## Start Document excerpt

Re: [PATCH] genirq/affinity: Assign default affinity to pre/post vectors

From: Thomas Gleixner
Date: Tue Jan 22 2019 - 16:05:02 EST


Chen,

On Fri, 18 Jan 2019, Huacai Chen wrote:
> > > I did not say that you removed all NULL returns. I said that this function
> > > can return NULL for other reasons and then the same situation will happen.
> > >
> > > If the masks pointer returned is NULL then the calling code or any
> > > subsequent usage needs to handle it properly. Yes, I understand that this
> > > change makes the warning go away for that particular case, but that's not
> > > making it any more correct.
>
> Hi, Thomas,
>
> I don't think "nvecs == affd->pre_vectors + affd->post_vectors" is an ERROR,
> so it should be different with "return NULL for other reasons" to the caller. If
> the caller fallback from MSI-X to MSI, it is probably "nvecs=1,pre_vectors=1,
> post_vectors=0". The caller can work perfectly, if pre/post vectors are filled
> with the default affinity.

This is not about 'works'. This is about correctness. So again:

The semantics of that function is, that it returns NULL on error. The
reason for this NULL return is entirely irrelevant for the moment.

If the calling code or any subsequent code proceeds as if nothing
happened and later complains about it being NULL, then that logic at the
calling or subsequent code is broken.

And just making one particular error case not return NULL does not make
it less broken because the function still can return NULL. So that
proposed 'fix' is sunshine programming at best.

Now for the change you are proposing. It's semantically wrong in the face
of multiqueue devices. You are trying to make exactly one particular corner
case "work" by some dubious definition of work:

nvecs=1,pre_vectors=1,post_vectors=0

If pre + post != 1 then this still returns NULL and the same wreckage
happens again.

The point is that if there are not enough vectors to have at least one
queue vector aside of pre and post then the whole queue management logic
does not make any sense. This needs to be fixed elsewhere and not duct tape
in the core logic with the argument 'works for me'.

Thanks,

tglx

## End Document excerpt
## Start Supplied data

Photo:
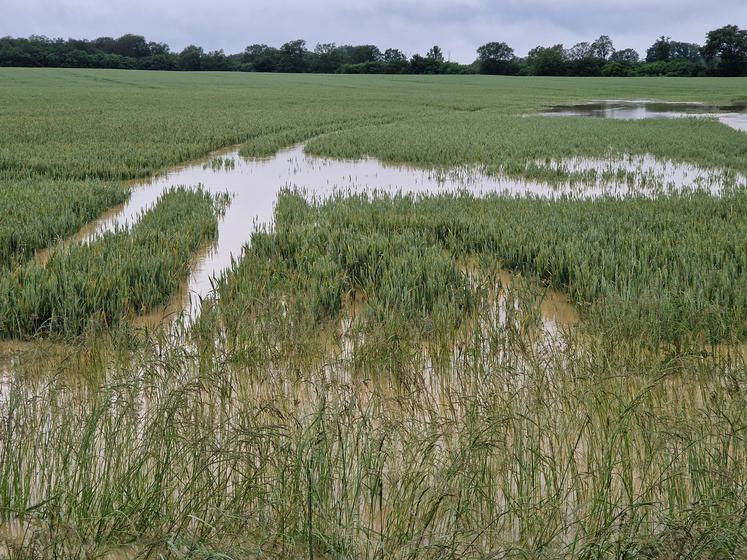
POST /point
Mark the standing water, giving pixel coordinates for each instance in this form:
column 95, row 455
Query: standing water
column 254, row 185
column 733, row 115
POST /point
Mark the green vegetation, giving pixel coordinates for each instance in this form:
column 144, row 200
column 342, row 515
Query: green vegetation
column 369, row 382
column 38, row 213
column 667, row 269
column 724, row 54
column 122, row 272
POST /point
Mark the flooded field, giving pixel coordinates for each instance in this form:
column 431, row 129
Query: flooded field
column 525, row 340
column 254, row 184
column 734, row 116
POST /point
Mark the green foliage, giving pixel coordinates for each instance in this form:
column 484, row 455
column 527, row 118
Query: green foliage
column 36, row 213
column 667, row 270
column 119, row 274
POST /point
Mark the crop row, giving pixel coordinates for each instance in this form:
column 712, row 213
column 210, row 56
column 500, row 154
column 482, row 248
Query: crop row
column 668, row 270
column 124, row 272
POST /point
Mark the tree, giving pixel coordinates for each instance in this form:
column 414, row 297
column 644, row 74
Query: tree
column 365, row 53
column 291, row 57
column 661, row 50
column 579, row 51
column 726, row 50
column 329, row 58
column 547, row 61
column 260, row 58
column 134, row 46
column 419, row 64
column 216, row 61
column 685, row 51
column 495, row 58
column 435, row 54
column 395, row 61
column 625, row 56
column 602, row 48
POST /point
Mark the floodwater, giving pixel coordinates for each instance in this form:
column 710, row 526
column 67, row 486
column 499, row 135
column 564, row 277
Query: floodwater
column 254, row 185
column 733, row 116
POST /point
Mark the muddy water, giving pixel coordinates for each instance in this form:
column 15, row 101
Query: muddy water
column 254, row 185
column 733, row 116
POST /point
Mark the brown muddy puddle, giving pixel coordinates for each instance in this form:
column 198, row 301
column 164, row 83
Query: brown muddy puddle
column 731, row 115
column 254, row 185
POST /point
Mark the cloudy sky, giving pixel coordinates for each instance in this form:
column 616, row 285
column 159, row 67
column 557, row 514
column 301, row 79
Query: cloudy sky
column 458, row 26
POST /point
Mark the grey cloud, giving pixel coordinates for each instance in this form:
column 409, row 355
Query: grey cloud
column 458, row 26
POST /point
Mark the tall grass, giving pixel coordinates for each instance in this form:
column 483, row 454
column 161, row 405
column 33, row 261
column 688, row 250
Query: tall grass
column 665, row 270
column 509, row 450
column 36, row 213
column 121, row 273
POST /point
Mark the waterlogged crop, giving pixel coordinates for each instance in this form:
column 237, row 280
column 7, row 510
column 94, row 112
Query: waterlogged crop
column 121, row 273
column 370, row 380
column 36, row 213
column 667, row 270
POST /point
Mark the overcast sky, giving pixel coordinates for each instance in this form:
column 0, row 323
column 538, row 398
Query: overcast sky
column 458, row 26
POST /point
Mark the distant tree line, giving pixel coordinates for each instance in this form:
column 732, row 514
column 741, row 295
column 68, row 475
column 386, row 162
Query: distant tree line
column 723, row 54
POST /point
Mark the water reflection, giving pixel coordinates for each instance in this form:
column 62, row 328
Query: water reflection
column 254, row 185
column 733, row 115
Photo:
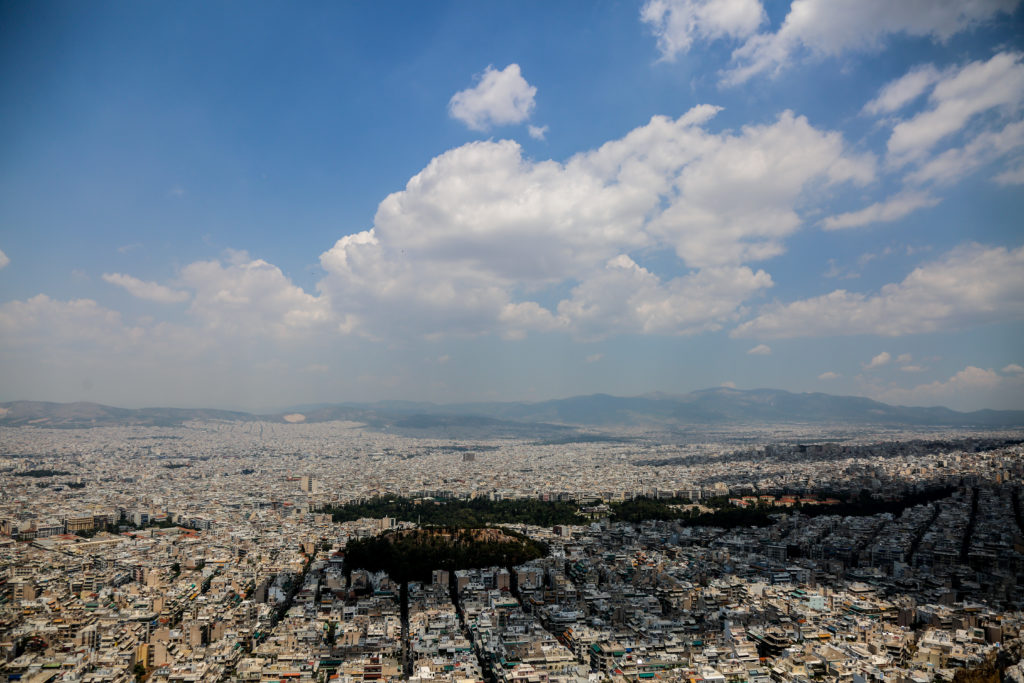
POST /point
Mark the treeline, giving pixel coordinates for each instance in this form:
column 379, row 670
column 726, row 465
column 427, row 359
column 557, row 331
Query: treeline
column 413, row 556
column 727, row 516
column 643, row 509
column 866, row 505
column 458, row 513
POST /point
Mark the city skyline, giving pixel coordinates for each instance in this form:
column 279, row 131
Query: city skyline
column 204, row 207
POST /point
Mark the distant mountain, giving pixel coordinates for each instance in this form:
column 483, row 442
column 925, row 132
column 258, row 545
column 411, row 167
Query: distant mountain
column 724, row 406
column 550, row 419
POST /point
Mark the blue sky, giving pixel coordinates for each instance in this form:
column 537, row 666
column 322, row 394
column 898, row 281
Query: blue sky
column 253, row 205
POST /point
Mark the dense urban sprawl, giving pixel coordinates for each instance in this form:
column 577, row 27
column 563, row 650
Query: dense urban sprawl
column 202, row 553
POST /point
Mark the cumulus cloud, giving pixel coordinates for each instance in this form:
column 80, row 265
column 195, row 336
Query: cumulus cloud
column 41, row 321
column 830, row 28
column 145, row 290
column 500, row 97
column 628, row 297
column 879, row 360
column 677, row 24
column 955, row 99
column 972, row 285
column 984, row 147
column 482, row 235
column 892, row 209
column 966, row 389
column 252, row 297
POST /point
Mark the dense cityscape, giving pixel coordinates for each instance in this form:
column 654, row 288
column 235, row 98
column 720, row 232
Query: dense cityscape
column 211, row 552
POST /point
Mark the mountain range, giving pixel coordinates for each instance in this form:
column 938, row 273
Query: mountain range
column 544, row 419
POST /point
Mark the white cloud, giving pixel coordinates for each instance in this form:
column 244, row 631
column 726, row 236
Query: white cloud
column 985, row 147
column 252, row 297
column 500, row 97
column 896, row 94
column 965, row 390
column 476, row 239
column 892, row 209
column 678, row 23
column 956, row 98
column 972, row 285
column 879, row 360
column 830, row 28
column 41, row 321
column 628, row 297
column 145, row 290
column 738, row 203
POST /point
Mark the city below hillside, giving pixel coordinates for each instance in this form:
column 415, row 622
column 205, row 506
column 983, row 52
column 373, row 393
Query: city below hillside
column 547, row 420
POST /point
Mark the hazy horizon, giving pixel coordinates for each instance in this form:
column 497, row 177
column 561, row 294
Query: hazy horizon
column 331, row 203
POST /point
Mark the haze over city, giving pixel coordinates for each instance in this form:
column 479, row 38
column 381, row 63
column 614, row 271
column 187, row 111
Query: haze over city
column 214, row 205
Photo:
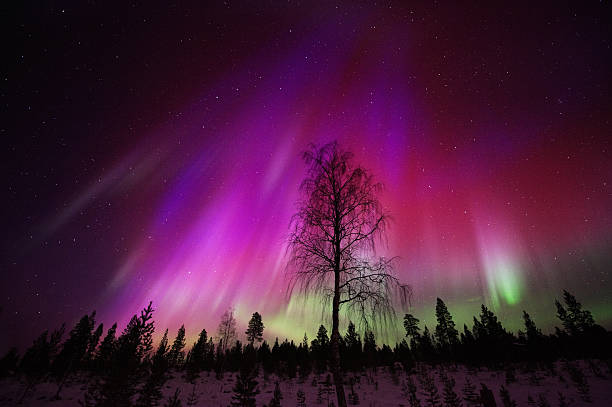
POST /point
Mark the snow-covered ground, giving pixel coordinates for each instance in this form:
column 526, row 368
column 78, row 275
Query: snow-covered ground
column 374, row 388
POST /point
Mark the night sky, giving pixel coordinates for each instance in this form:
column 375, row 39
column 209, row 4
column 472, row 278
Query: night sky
column 153, row 153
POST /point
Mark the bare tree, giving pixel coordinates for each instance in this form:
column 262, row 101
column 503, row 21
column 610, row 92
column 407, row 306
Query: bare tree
column 332, row 243
column 227, row 329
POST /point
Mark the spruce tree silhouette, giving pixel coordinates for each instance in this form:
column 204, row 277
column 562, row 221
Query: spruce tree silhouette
column 446, row 335
column 255, row 329
column 332, row 243
column 151, row 392
column 176, row 354
column 73, row 351
column 120, row 380
column 106, row 350
column 227, row 330
column 197, row 357
column 411, row 326
column 575, row 320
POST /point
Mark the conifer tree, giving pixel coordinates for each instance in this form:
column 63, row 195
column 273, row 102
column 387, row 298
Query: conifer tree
column 197, row 356
column 301, row 398
column 446, row 334
column 410, row 392
column 430, row 391
column 504, row 394
column 93, row 344
column 533, row 333
column 353, row 396
column 470, row 395
column 411, row 325
column 425, row 345
column 450, row 397
column 227, row 330
column 353, row 346
column 176, row 355
column 369, row 348
column 575, row 320
column 73, row 351
column 106, row 350
column 276, row 397
column 254, row 331
column 125, row 369
column 245, row 388
column 151, row 392
column 320, row 349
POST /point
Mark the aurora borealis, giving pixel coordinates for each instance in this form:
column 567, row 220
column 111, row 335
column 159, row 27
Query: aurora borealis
column 154, row 154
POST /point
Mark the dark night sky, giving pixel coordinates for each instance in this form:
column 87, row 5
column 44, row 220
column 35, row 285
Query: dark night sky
column 152, row 153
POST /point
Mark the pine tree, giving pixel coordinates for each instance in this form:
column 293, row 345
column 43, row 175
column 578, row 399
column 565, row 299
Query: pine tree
column 93, row 344
column 151, row 392
column 245, row 388
column 446, row 334
column 532, row 332
column 575, row 320
column 106, row 350
column 504, row 394
column 470, row 396
column 176, row 354
column 73, row 351
column 411, row 325
column 410, row 392
column 174, row 400
column 197, row 357
column 125, row 368
column 227, row 330
column 327, row 388
column 430, row 391
column 301, row 398
column 254, row 331
column 276, row 397
column 450, row 397
column 192, row 399
column 353, row 346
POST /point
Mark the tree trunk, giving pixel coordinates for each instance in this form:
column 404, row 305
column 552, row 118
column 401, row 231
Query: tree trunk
column 335, row 344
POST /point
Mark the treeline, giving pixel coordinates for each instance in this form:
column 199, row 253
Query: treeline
column 125, row 367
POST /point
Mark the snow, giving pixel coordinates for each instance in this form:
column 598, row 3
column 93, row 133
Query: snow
column 379, row 387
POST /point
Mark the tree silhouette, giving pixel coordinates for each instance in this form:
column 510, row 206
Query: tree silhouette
column 446, row 334
column 575, row 319
column 227, row 329
column 106, row 349
column 255, row 329
column 125, row 367
column 411, row 325
column 332, row 242
column 176, row 354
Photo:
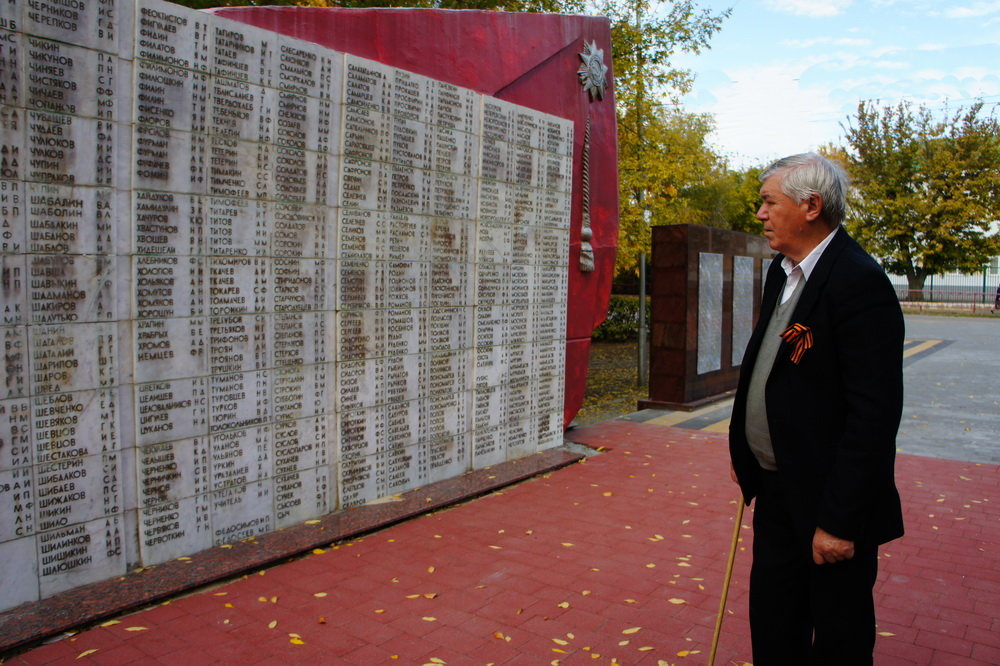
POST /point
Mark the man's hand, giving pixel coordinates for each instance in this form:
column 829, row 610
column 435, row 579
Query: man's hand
column 828, row 549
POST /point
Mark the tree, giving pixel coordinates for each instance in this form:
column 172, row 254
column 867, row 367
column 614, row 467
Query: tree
column 661, row 150
column 925, row 190
column 657, row 177
column 728, row 199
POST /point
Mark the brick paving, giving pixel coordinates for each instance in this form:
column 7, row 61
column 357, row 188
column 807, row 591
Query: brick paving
column 618, row 559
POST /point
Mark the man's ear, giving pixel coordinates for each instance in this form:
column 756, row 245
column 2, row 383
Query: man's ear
column 814, row 207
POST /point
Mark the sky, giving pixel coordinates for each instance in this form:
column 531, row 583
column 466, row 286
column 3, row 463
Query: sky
column 783, row 76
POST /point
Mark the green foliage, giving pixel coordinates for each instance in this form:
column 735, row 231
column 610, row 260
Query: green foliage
column 926, row 190
column 662, row 151
column 622, row 323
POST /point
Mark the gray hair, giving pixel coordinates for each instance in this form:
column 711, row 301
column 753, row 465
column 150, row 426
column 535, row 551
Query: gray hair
column 811, row 173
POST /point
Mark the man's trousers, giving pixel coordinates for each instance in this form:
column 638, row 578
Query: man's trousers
column 800, row 612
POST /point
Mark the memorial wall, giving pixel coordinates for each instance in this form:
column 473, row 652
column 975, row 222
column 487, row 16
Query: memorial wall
column 248, row 281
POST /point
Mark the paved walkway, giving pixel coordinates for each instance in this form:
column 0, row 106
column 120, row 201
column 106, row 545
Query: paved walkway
column 618, row 559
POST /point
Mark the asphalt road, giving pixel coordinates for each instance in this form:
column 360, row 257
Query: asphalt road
column 951, row 407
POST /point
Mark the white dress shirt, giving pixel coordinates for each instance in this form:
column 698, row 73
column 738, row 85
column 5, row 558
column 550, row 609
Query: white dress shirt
column 803, row 269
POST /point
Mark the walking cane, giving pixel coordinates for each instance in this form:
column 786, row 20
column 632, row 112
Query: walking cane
column 725, row 584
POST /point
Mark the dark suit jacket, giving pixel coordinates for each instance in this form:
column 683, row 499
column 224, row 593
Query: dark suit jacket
column 833, row 416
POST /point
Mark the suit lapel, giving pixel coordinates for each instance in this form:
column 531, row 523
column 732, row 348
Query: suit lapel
column 774, row 283
column 814, row 285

## End Supplied data

Duplicate everything in the patch discussion from "Re: [PATCH] genirq/affinity: Assign" down to "situation will happen.", word for word. The lines that come after the text are not needed here.

● The completed task
Re: [PATCH] genirq/affinity: Assign default affinity to pre/post vectors

From: Thomas Gleixner
Date: Tue Jan 22 2019 - 16:05:02 EST


Chen,

On Fri, 18 Jan 2019, Huacai Chen wrote:
> > > I did not say that you removed all NULL returns. I said that this function
> > > can return NULL for other reasons and then the same situation will happen.